--- Start Input data ---

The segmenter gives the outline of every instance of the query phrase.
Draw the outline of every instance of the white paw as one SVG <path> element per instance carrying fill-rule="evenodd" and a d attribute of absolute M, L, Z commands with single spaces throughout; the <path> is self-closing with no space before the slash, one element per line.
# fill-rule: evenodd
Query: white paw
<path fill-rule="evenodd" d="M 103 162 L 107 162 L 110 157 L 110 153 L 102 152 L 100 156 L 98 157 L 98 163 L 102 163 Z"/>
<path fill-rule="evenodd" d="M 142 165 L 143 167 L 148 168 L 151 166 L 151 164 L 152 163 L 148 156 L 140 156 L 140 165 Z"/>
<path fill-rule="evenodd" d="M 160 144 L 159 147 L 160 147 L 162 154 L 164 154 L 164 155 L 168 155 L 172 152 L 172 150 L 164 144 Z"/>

--- End Input data ---

_Direction_
Copy all of the material above word for word.

_Reply_
The segmenter gives the outline of every instance of the query phrase.
Draw the outline of every instance of the white paw as one SVG <path> element per instance carrying fill-rule="evenodd" and a d attribute of absolute M, L, Z commands with single spaces throughout; the <path> is self-closing with no space before the slash, one element per line.
# fill-rule: evenodd
Query: white paw
<path fill-rule="evenodd" d="M 103 162 L 107 162 L 110 157 L 110 153 L 102 152 L 100 156 L 98 157 L 98 163 L 102 163 Z"/>
<path fill-rule="evenodd" d="M 142 165 L 143 167 L 148 168 L 151 166 L 151 164 L 152 163 L 148 156 L 140 156 L 140 165 Z"/>
<path fill-rule="evenodd" d="M 160 144 L 159 147 L 160 147 L 162 154 L 164 154 L 164 155 L 168 155 L 172 152 L 172 150 L 164 144 Z"/>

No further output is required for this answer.